Rewrite everything in the data from the line containing "Pop quiz! Spot the onion" down to the line containing "[182,0,888,26]", keeping every line, and add 95 to each value in the box coordinates.

GIVEN RECORDS:
###
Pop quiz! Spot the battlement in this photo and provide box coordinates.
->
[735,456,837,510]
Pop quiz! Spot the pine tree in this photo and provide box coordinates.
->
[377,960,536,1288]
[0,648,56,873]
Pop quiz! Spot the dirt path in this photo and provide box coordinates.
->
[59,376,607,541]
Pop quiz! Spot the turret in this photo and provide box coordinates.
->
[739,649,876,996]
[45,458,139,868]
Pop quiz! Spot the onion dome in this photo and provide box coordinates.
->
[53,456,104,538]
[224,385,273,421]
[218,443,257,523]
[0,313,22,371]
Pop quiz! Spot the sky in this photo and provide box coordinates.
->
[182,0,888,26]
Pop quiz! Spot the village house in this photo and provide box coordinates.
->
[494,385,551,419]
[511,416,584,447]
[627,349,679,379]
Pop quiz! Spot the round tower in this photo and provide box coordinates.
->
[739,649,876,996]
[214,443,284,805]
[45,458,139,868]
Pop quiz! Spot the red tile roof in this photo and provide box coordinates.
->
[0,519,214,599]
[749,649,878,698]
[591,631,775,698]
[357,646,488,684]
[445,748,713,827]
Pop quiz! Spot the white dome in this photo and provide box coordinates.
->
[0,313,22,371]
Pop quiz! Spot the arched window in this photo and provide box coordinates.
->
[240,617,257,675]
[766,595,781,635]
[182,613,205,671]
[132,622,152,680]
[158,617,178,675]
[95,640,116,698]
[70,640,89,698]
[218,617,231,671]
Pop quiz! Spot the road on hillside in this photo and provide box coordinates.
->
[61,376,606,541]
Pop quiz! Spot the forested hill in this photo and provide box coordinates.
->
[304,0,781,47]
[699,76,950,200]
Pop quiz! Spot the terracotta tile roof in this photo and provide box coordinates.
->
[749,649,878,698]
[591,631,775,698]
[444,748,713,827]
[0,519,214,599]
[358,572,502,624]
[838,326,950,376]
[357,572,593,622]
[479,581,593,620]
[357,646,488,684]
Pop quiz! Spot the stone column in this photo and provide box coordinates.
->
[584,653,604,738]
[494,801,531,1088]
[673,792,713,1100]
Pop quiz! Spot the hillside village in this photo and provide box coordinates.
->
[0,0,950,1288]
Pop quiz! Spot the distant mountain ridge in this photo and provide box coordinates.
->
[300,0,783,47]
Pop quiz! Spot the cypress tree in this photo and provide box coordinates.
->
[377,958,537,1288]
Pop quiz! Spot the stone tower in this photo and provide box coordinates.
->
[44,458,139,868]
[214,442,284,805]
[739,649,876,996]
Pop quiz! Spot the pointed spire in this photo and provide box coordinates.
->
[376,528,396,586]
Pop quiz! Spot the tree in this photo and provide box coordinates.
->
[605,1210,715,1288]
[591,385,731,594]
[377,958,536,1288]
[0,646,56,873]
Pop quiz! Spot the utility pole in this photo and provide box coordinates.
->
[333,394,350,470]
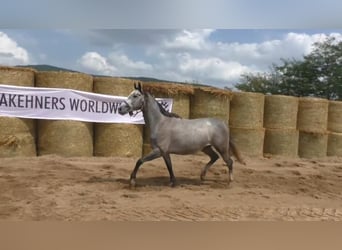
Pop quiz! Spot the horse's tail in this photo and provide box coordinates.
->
###
THE OUTPUT:
Pop quiz! Spot the onion dome in this photo and provide box coordinates.
->
[148,551,199,633]
[319,480,368,516]
[313,538,352,618]
[95,408,117,466]
Pop quiz! Spot the sky in this photo and provide box coordinates.
->
[277,95,983,121]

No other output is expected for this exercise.